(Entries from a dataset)
---------------
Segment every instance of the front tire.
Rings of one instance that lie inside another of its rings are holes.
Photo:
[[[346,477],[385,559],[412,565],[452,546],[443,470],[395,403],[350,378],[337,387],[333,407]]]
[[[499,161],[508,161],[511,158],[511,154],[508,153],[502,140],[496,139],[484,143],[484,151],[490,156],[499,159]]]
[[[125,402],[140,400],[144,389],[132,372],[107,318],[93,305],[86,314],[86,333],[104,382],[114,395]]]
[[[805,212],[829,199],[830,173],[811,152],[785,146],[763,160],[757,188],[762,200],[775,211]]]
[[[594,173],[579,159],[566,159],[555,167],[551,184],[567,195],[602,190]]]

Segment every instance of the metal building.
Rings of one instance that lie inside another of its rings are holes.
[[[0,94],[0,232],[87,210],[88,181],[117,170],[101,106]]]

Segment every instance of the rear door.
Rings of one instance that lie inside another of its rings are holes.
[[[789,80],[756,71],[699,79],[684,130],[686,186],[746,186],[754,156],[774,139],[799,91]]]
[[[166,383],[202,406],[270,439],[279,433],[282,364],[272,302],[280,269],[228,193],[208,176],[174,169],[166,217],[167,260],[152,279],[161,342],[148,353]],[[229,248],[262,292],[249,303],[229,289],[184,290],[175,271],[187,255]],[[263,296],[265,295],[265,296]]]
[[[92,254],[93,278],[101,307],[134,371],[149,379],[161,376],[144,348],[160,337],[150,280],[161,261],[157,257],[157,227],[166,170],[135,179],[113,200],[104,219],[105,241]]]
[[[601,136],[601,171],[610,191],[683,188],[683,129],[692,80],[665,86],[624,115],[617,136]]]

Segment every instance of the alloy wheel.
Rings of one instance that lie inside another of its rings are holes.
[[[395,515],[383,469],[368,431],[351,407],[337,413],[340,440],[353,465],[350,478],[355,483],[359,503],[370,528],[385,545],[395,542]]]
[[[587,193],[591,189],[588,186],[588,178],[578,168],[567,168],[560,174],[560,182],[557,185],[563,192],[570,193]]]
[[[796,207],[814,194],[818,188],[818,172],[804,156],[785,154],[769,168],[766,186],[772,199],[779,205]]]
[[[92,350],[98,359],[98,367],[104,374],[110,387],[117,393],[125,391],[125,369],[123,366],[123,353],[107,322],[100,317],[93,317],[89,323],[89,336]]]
---------------
> Stated problem:
Return every line of the entries above word for word, covering all of them from start to finish.

> The solution:
Segment every instance of the front tire.
Rings of one instance that lie inside another of its rings are holes.
Photo:
[[[346,477],[385,559],[412,565],[452,546],[443,470],[395,403],[350,378],[337,387],[333,407]]]
[[[499,161],[508,161],[511,158],[511,154],[508,153],[502,140],[496,139],[484,143],[484,151],[490,156],[499,159]]]
[[[125,402],[140,400],[144,389],[132,372],[107,318],[93,305],[86,314],[86,333],[104,382],[114,395]]]
[[[805,212],[829,199],[830,173],[811,152],[785,146],[763,160],[757,188],[762,200],[775,211]]]
[[[594,173],[579,159],[566,159],[555,167],[551,184],[567,195],[602,190]]]

Segment every instance of the metal building.
Rings of one instance that lie inside another of its rings are holes.
[[[0,94],[0,232],[87,210],[88,181],[117,170],[101,106]]]

Segment every instance of the rear door.
Rings of one instance that lie inside another of its rings are holes.
[[[789,80],[756,71],[699,79],[684,130],[686,186],[746,186],[754,156],[774,139],[799,91]]]
[[[166,383],[202,406],[270,439],[279,433],[282,364],[272,302],[280,269],[228,193],[208,176],[174,169],[166,217],[167,260],[152,279],[161,342],[148,353]],[[229,248],[262,292],[249,303],[229,289],[184,290],[175,271],[187,255]],[[263,296],[265,295],[265,296]]]
[[[92,254],[93,278],[101,307],[134,371],[149,379],[161,376],[144,348],[160,337],[150,280],[161,261],[157,257],[157,227],[166,170],[135,179],[113,200],[104,219],[105,241]]]
[[[601,136],[601,171],[610,191],[683,188],[683,129],[692,80],[665,86],[624,115],[617,136]]]

Segment every instance of the alloy wheel.
Rings of one instance that lie inside another of its rings are holes.
[[[395,515],[383,469],[368,431],[351,407],[337,413],[340,440],[353,465],[350,478],[355,483],[359,503],[370,528],[385,545],[395,542]]]
[[[587,193],[591,189],[588,186],[588,178],[578,168],[567,168],[560,174],[560,182],[557,185],[563,192],[570,193]]]
[[[796,207],[814,194],[818,188],[818,172],[804,156],[785,154],[769,168],[766,186],[772,199],[779,205]]]
[[[92,350],[98,359],[98,367],[104,374],[110,387],[117,393],[125,391],[125,369],[123,366],[123,353],[107,322],[100,317],[93,317],[89,323],[89,336]]]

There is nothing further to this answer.